(Items from a data source)

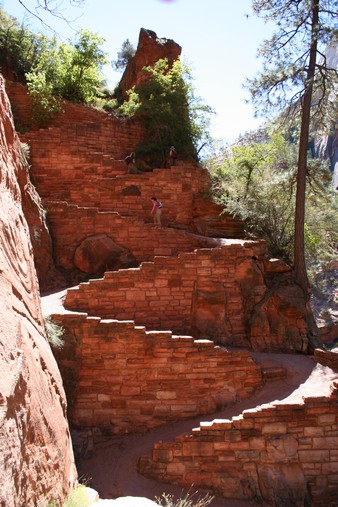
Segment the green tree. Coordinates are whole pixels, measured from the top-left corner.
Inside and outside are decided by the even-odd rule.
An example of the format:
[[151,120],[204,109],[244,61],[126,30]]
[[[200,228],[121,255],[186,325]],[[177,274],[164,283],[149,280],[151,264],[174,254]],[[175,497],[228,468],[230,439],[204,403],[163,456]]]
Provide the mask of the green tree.
[[73,102],[90,104],[105,84],[101,73],[107,62],[101,45],[104,39],[90,30],[80,30],[74,45],[62,47],[65,72],[62,96]]
[[48,45],[47,37],[31,33],[0,9],[0,63],[5,72],[14,72],[24,82],[26,72],[37,65]]
[[[297,145],[274,133],[208,160],[214,195],[269,252],[293,262]],[[327,164],[308,161],[305,259],[309,275],[337,256],[338,209]]]
[[263,238],[269,252],[292,260],[294,147],[281,134],[232,146],[208,161],[214,195],[245,223],[247,234]]
[[121,46],[120,51],[117,53],[117,60],[113,60],[111,62],[112,67],[114,70],[123,71],[128,62],[133,58],[135,55],[135,48],[129,41],[129,39],[126,39]]
[[[325,115],[337,78],[323,58],[322,46],[336,37],[337,0],[253,0],[253,11],[276,23],[276,31],[260,49],[262,73],[251,81],[255,104],[287,111],[300,111],[297,190],[294,232],[294,272],[307,309],[310,348],[320,344],[310,310],[304,250],[307,158],[310,124]],[[331,93],[331,97],[329,96]],[[314,99],[316,99],[314,101]]]
[[120,108],[129,117],[138,117],[145,128],[138,153],[163,166],[174,145],[181,157],[196,161],[198,143],[210,140],[212,110],[195,96],[189,69],[179,60],[169,68],[164,59],[143,70],[147,80],[129,91],[129,100]]

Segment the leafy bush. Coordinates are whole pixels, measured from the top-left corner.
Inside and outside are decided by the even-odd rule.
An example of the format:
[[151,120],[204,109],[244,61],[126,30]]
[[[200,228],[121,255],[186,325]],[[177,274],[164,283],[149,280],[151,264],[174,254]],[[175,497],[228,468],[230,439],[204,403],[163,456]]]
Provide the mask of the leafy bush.
[[191,75],[180,61],[169,68],[166,59],[143,69],[147,79],[129,90],[119,112],[141,120],[145,139],[137,154],[152,157],[152,165],[165,165],[174,145],[183,158],[197,160],[197,144],[210,141],[209,116],[212,110],[195,97]]
[[20,162],[23,167],[29,167],[30,146],[28,143],[20,143]]
[[63,507],[89,507],[92,505],[93,500],[86,492],[86,489],[85,485],[80,484],[70,493]]
[[34,119],[43,123],[61,111],[61,98],[92,104],[105,84],[104,39],[80,30],[74,42],[59,43],[31,33],[0,9],[0,65],[28,85]]
[[45,51],[47,38],[35,35],[0,8],[0,65],[24,82]]
[[46,82],[43,72],[27,72],[27,87],[31,96],[33,121],[43,126],[63,111],[61,99],[53,96],[53,86]]
[[[105,84],[101,68],[107,62],[100,48],[104,39],[89,30],[80,30],[71,49],[68,49],[66,69],[61,87],[62,96],[73,102],[91,104]],[[67,51],[65,51],[65,54]]]
[[[233,146],[208,161],[214,195],[232,215],[242,219],[248,235],[264,238],[270,253],[292,264],[296,146],[281,134],[246,146]],[[310,159],[305,217],[309,269],[337,255],[337,196],[326,164]]]

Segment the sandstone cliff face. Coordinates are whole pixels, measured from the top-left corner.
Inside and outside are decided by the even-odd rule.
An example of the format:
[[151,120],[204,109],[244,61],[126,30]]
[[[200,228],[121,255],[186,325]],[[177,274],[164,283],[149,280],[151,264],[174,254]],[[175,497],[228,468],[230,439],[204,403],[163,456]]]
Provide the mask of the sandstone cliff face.
[[76,481],[60,374],[46,341],[19,142],[0,80],[0,504],[61,502]]
[[161,39],[152,30],[141,28],[135,56],[129,61],[119,88],[126,98],[126,91],[142,83],[146,76],[143,67],[153,66],[158,60],[168,59],[169,67],[177,60],[182,48],[171,39]]

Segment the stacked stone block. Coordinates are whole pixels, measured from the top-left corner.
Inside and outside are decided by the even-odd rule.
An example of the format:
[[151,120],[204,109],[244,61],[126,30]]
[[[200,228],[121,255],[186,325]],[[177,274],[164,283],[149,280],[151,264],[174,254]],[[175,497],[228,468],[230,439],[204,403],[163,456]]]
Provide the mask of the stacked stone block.
[[64,201],[48,202],[47,210],[54,238],[54,261],[56,266],[64,269],[74,267],[77,246],[83,239],[94,234],[109,236],[117,245],[129,250],[138,263],[151,261],[155,256],[172,257],[208,244],[217,245],[216,240],[189,234],[184,230],[162,229],[152,223],[145,223],[142,218],[124,217],[116,212],[102,212],[93,207],[81,208]]
[[304,315],[283,300],[285,287],[274,293],[265,285],[265,256],[264,243],[235,242],[156,257],[140,268],[107,272],[103,279],[69,290],[65,304],[101,318],[132,319],[149,329],[171,329],[227,345],[301,351],[306,344]]
[[338,500],[338,384],[330,399],[263,405],[231,420],[201,423],[190,435],[158,443],[139,471],[225,498],[267,505],[334,506]]
[[109,434],[145,431],[213,412],[262,385],[261,369],[246,351],[146,331],[131,321],[73,313],[54,320],[67,329],[57,355],[76,426]]

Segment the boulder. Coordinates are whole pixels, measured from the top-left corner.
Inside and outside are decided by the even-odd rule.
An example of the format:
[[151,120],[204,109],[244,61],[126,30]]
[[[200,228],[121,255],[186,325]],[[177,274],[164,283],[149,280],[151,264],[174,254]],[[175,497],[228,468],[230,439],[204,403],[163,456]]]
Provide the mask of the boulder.
[[76,248],[74,265],[83,273],[101,276],[110,269],[135,267],[135,257],[106,234],[85,238]]

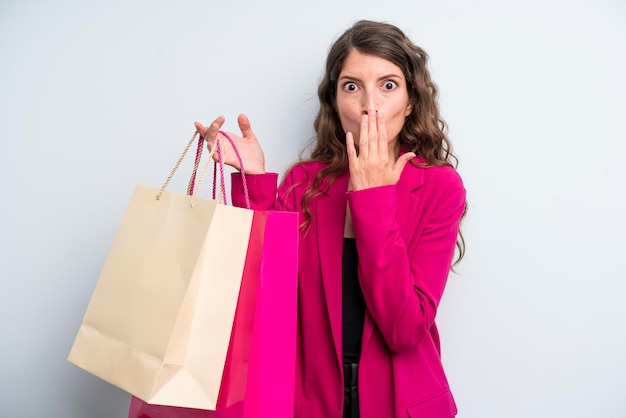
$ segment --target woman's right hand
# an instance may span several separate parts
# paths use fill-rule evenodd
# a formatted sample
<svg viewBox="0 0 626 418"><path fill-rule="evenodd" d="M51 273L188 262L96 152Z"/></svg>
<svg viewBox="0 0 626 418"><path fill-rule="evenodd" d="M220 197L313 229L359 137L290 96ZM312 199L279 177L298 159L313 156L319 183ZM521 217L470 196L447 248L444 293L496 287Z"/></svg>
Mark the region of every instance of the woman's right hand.
<svg viewBox="0 0 626 418"><path fill-rule="evenodd" d="M224 164L230 165L231 167L234 167L237 170L241 171L239 159L237 158L237 155L235 154L235 151L233 150L230 141L219 133L225 120L226 119L224 118L224 116L219 116L208 127L204 126L200 122L194 122L194 125L200 133L200 136L202 136L205 141L207 141L207 147L209 148L209 150L213 149L219 135L221 137L220 150L222 152ZM237 122L239 123L239 129L241 130L242 136L236 135L232 132L228 132L228 136L231 137L231 139L235 143L235 146L237 147L237 151L239 151L239 155L241 156L241 160L243 161L245 173L264 174L265 156L263 155L263 149L261 149L261 145L259 144L256 135L254 135L254 132L252 132L248 117L244 114L241 114L237 118ZM215 152L213 154L213 159L217 160L218 158L218 154L217 152Z"/></svg>

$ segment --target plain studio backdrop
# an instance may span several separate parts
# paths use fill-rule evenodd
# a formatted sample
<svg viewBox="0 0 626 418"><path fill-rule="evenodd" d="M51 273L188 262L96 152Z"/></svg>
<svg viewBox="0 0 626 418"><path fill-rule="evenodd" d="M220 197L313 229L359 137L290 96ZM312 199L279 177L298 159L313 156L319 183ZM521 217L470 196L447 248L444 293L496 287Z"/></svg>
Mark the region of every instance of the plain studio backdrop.
<svg viewBox="0 0 626 418"><path fill-rule="evenodd" d="M468 190L438 312L459 417L626 416L621 0L1 1L0 416L125 416L66 357L135 184L220 114L283 173L363 18L430 54Z"/></svg>

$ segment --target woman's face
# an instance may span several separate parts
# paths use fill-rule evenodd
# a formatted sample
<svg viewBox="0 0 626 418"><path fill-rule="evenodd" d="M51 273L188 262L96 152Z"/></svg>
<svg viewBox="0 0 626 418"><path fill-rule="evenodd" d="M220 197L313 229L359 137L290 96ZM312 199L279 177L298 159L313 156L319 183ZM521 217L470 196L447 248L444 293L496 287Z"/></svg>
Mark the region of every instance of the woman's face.
<svg viewBox="0 0 626 418"><path fill-rule="evenodd" d="M337 113L343 131L352 132L357 145L361 116L369 110L382 111L389 149L395 153L398 135L412 109L400 67L375 55L350 52L337 81Z"/></svg>

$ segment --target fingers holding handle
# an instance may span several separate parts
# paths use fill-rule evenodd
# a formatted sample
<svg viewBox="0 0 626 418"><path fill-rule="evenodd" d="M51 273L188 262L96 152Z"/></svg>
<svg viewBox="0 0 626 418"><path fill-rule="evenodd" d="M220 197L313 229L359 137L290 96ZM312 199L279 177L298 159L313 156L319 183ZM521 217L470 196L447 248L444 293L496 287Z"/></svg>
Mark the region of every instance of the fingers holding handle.
<svg viewBox="0 0 626 418"><path fill-rule="evenodd" d="M200 133L200 136L207 141L209 150L213 149L215 146L215 141L217 140L218 135L222 135L220 130L224 125L224 121L225 118L223 116L219 116L208 127L204 126L200 122L194 123L196 130ZM242 136L236 135L232 132L228 132L228 136L232 139L233 143L237 147L237 150L239 151L246 174L265 173L265 157L263 155L263 150L261 149L256 135L252 131L248 117L241 114L237 118L237 122ZM237 170L241 170L239 158L230 141L224 138L223 135L222 139L223 141L220 141L220 149L224 164L234 167ZM217 153L213 155L213 158L219 158Z"/></svg>
<svg viewBox="0 0 626 418"><path fill-rule="evenodd" d="M194 122L196 130L207 142L209 150L213 149L213 144L215 144L217 135L219 134L220 129L222 129L222 125L224 125L225 120L224 116L218 116L217 119L215 119L208 127L204 126L200 122Z"/></svg>

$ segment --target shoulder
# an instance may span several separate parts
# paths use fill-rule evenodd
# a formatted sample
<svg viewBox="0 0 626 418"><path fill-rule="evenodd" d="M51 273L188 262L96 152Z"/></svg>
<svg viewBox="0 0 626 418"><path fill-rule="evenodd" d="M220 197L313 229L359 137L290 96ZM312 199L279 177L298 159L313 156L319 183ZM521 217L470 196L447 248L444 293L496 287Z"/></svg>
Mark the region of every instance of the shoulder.
<svg viewBox="0 0 626 418"><path fill-rule="evenodd" d="M447 165L431 166L422 168L424 170L424 182L435 186L446 186L455 189L464 188L463 180L454 167Z"/></svg>
<svg viewBox="0 0 626 418"><path fill-rule="evenodd" d="M444 195L456 195L465 199L463 180L454 167L447 165L424 165L424 160L417 157L414 163L408 163L399 184L411 192L418 192L432 198Z"/></svg>
<svg viewBox="0 0 626 418"><path fill-rule="evenodd" d="M422 157L415 157L410 161L402 173L408 182L424 183L432 186L463 187L463 180L458 171L449 165L427 165Z"/></svg>

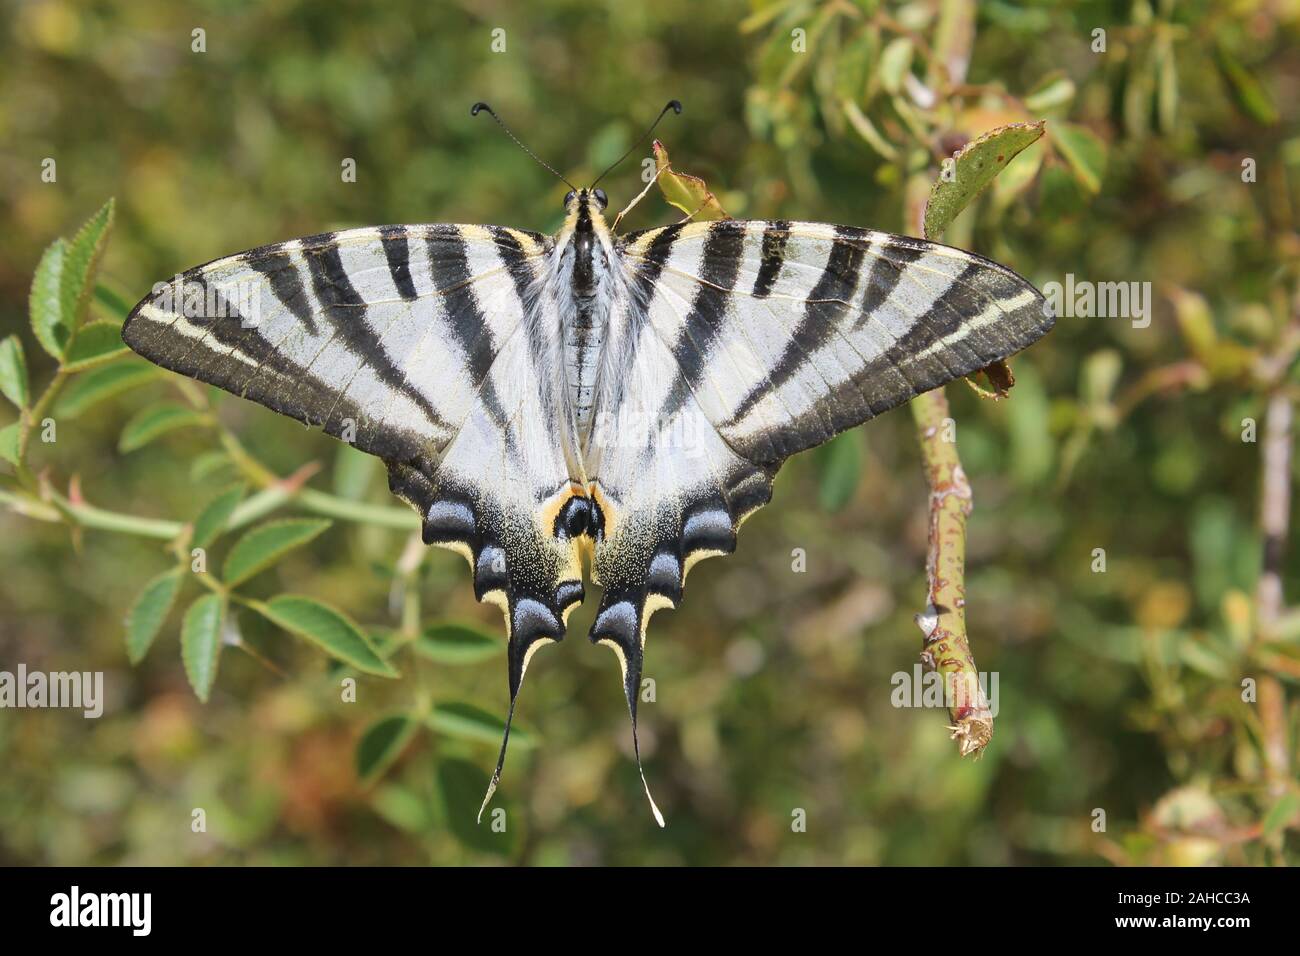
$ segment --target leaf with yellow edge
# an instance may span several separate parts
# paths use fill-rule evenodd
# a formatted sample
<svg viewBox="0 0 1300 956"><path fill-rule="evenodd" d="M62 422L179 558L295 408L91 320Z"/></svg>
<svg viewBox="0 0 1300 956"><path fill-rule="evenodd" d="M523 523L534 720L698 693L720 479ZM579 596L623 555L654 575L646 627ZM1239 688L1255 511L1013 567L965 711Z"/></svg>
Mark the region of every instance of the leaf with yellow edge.
<svg viewBox="0 0 1300 956"><path fill-rule="evenodd" d="M668 150L659 140L654 141L654 154L659 191L669 205L676 206L692 219L731 218L703 179L673 169Z"/></svg>
<svg viewBox="0 0 1300 956"><path fill-rule="evenodd" d="M925 238L937 239L1021 150L1043 135L1044 123L1011 123L989 130L953 155L949 173L935 180L925 205Z"/></svg>

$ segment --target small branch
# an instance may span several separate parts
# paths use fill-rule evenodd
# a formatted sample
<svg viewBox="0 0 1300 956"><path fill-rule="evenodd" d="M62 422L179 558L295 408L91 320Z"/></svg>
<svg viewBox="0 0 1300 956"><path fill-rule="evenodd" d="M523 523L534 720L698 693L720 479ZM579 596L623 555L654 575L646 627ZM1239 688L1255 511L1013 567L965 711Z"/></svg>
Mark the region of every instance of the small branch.
<svg viewBox="0 0 1300 956"><path fill-rule="evenodd" d="M973 496L957 444L944 438L949 414L943 389L918 395L911 409L930 488L927 604L916 617L925 635L921 661L942 675L961 755L978 755L993 738L993 711L966 637L966 519Z"/></svg>
<svg viewBox="0 0 1300 956"><path fill-rule="evenodd" d="M141 518L120 511L106 511L85 502L74 503L57 492L51 492L50 499L50 501L40 501L27 495L0 491L0 504L7 505L15 514L35 518L37 521L62 522L66 518L84 528L117 531L144 538L157 538L160 541L170 541L179 535L184 527L179 521Z"/></svg>

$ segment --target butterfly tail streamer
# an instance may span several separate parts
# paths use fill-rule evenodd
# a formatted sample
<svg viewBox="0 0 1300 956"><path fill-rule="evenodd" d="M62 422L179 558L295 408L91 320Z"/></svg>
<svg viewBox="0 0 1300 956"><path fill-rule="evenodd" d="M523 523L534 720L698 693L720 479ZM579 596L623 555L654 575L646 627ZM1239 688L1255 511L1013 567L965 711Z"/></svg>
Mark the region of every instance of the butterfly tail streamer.
<svg viewBox="0 0 1300 956"><path fill-rule="evenodd" d="M650 784L646 781L645 768L641 764L641 741L637 735L636 704L641 689L641 664L644 648L641 634L634 627L629 615L623 613L626 604L606 606L592 625L590 640L593 644L604 644L617 656L623 671L623 693L627 696L627 711L632 718L632 752L636 756L637 773L641 775L641 786L645 789L646 799L650 801L650 812L654 814L655 823L666 826L664 815L659 811L654 796L650 793Z"/></svg>
<svg viewBox="0 0 1300 956"><path fill-rule="evenodd" d="M492 802L492 796L497 792L497 785L501 783L501 770L506 765L506 748L510 745L510 724L515 719L515 702L519 699L518 693L510 695L510 711L506 714L506 730L501 738L501 753L497 755L497 767L492 771L492 779L488 782L487 793L483 795L483 805L478 808L477 823L483 822L483 811L488 808Z"/></svg>
<svg viewBox="0 0 1300 956"><path fill-rule="evenodd" d="M641 743L637 739L636 733L636 692L632 691L627 695L627 709L632 715L632 752L636 755L636 769L641 774L641 786L645 788L645 798L650 801L650 812L654 814L655 823L665 827L664 815L659 812L659 805L655 803L654 796L650 793L650 784L645 779L645 767L641 765Z"/></svg>

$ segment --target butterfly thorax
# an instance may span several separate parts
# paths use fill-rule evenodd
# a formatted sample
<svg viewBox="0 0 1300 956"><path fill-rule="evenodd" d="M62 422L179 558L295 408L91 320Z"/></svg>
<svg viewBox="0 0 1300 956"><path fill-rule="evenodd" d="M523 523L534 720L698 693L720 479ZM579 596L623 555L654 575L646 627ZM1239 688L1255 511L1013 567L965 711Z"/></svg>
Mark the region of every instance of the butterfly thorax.
<svg viewBox="0 0 1300 956"><path fill-rule="evenodd" d="M613 240L600 205L587 190L568 203L568 216L556 237L552 275L559 302L564 378L579 445L591 432L601 355L615 299L610 268Z"/></svg>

__WORK TO BE COMPLETED__: Where a line of the entries above holds the word "pixels", return that line.

__FINISHED TASK__:
Segment the green tree. Coordinates are whole pixels, measured from the top-left corner.
Segment the leafy bush. Coordinates are whole pixels, measured from the top-left corner.
Segment the sandstone cliff face. Coordinates are whole pixels, measured from the top-left corner.
Segment the stacked stone block. Coordinates are whole pixels, measured from the top-left corner.
Segment the boulder. Coordinates are whole pixels, measured from the top-left corner.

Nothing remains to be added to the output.